### Dataset extract
......
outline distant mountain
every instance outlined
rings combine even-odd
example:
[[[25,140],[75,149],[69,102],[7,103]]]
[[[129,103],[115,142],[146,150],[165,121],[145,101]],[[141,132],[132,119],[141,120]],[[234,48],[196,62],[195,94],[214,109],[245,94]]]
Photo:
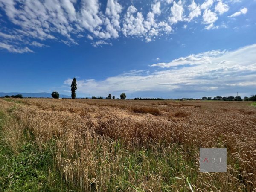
......
### Task directions
Please return every line of the records above as a JSON list of strings, one string per line, with blank lines omitted and the pictures left out.

### Answer in full
[
  "outline distant mountain",
  "every instance outlined",
  "rings combine even-odd",
  "example:",
  "[[[25,140],[75,149],[69,102],[7,103]]]",
  "[[[129,103],[115,142],[146,150],[165,121],[145,101]],[[141,132],[132,119],[141,120]],[[234,48],[196,62],[195,94],[214,109],[245,94]]]",
  "Photo:"
]